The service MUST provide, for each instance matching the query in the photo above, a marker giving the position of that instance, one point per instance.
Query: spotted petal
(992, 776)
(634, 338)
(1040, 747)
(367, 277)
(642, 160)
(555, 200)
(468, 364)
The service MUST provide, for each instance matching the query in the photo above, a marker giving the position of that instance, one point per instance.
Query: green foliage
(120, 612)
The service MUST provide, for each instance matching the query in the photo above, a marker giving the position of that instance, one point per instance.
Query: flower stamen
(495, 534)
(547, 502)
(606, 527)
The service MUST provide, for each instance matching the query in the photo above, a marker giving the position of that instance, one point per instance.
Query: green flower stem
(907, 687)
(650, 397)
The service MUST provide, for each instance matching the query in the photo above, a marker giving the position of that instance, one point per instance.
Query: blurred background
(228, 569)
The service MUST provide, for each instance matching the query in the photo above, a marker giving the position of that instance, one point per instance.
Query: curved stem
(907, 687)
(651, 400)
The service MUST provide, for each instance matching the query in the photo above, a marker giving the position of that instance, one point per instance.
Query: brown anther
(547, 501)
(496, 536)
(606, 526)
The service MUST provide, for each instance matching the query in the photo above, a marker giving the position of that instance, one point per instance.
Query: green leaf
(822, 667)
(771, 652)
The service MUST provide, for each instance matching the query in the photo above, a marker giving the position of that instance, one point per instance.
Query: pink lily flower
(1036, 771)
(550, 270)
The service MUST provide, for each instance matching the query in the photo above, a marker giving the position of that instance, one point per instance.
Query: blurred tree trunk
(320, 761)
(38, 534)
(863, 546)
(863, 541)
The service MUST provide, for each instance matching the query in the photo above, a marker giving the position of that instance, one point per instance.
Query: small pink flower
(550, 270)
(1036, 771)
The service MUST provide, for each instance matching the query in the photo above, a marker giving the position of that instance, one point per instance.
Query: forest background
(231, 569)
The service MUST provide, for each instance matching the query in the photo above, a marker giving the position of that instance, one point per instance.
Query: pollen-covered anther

------

** ASSIGNMENT **
Go through the entries and restate each one exactly.

** YOUR SOLUTION **
The service MUST provide, for each instance matching the query in the photo above, a marker giving the position of that instance, one point per instance.
Query: spotted petal
(992, 776)
(634, 338)
(1040, 747)
(367, 277)
(642, 160)
(555, 200)
(468, 364)
The service MUST provide, for each instance matching the query in the photo above, a marker giving the position of that instance, one point per instance.
Query: green foliage
(120, 612)
The service MUST provide, for each instance matching the query in the photo above, a marker giving the position of that instance, one point per instance.
Query: flower stamen
(495, 534)
(547, 502)
(606, 527)
The service MUST provide, for each instance matching the query in the photo above, a marker giving the position of that instance, one point per instance.
Query: green flower stem
(907, 687)
(650, 397)
The service MUST provide, for each instance matching the query in the photo above, a marker giving the position of that instance, one point per instance.
Query: blurred background
(228, 569)
The service MUST provide, for each instance matching the query in the photo above, a marker giving the position of that instance, one point per instance.
Query: curved stem
(907, 687)
(651, 400)
The service MUST provide, for each instance matching the query in the photo above, a marker giving the position of that instance, one point per instance.
Query: brown anther
(547, 501)
(496, 536)
(606, 526)
The service MUST provide, for each instance matching the query in the photo above, a marker giving the position of that instance, one point per instance.
Query: green leaf
(822, 667)
(771, 652)
The service MUST provide, for each instance matching the query in the photo above, a marker giving the position of that instance, one point per instance.
Query: pink lily flower
(1036, 771)
(550, 270)
The service MUST provide, for each instance matching the query in the photo above, a marker giving the position of that instance, one point per instance.
Query: blurred tree trunk
(320, 761)
(38, 534)
(863, 546)
(863, 541)
The service MUST provide, for each instance matching the query in the photo above, a marker giving the position of that instance, one point per instance.
Query: small pink flower
(550, 270)
(1036, 771)
The service MUST provide, for each instance matching the query in the photo above, a marker giving the position of that instance, one point per instance.
Query: forest background
(231, 569)
The service MUST provide, for each instance matching the query in the photo above, a marker giving the position of that instance, one point per instance.
Query: pollen-covered anther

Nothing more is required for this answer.